- [Set problem]
Rewrite the items from the line that contains "lid and report the pixel coordinates." through the end of the items, putting "silver sedan" in place of "white sedan" and changing nothing else.

- [Data excerpts]
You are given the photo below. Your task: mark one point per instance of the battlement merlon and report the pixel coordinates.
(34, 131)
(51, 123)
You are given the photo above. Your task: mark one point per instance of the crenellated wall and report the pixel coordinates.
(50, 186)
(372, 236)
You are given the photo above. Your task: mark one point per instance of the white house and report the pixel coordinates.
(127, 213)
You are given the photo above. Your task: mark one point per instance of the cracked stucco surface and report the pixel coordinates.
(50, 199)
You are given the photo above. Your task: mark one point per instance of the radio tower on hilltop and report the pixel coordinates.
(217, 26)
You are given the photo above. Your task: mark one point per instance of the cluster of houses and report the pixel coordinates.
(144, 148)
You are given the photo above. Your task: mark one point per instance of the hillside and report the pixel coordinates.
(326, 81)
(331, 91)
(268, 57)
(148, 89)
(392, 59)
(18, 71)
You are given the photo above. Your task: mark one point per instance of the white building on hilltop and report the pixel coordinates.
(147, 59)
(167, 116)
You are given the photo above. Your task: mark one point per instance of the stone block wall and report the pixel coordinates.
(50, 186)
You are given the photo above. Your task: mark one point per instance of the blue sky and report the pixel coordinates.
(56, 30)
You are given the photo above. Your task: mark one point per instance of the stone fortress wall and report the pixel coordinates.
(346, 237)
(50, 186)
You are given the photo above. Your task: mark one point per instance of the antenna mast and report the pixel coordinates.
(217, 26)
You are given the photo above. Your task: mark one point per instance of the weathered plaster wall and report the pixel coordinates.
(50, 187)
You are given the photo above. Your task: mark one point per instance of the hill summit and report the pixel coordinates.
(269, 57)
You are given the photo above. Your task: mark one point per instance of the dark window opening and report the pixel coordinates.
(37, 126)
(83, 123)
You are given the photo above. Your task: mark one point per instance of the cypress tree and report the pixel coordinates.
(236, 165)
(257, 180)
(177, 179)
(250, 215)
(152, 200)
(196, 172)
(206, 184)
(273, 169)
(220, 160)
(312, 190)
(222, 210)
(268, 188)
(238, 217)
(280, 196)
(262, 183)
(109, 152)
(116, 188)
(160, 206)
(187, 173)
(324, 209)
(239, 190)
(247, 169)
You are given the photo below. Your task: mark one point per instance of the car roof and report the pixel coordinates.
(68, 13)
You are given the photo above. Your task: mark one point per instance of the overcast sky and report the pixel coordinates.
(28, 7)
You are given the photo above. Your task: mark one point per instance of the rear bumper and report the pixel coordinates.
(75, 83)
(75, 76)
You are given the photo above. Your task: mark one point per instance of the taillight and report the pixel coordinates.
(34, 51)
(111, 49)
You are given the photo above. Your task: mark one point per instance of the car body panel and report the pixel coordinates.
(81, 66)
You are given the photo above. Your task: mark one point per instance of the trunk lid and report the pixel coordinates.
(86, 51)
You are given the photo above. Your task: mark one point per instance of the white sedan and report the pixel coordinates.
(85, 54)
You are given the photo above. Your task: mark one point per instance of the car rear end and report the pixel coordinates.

- [Expected output]
You are given the photo above. Your task: mark one point per instance of the trunk lid and report the pixel coordinates.
(86, 51)
You are given the photo above. Your task: mark one point per instance of the silver sedan and report the pixel coordinates.
(85, 54)
You are given the photo above. Your task: mark one point per instance of the car rear end and report the pixel coordinates.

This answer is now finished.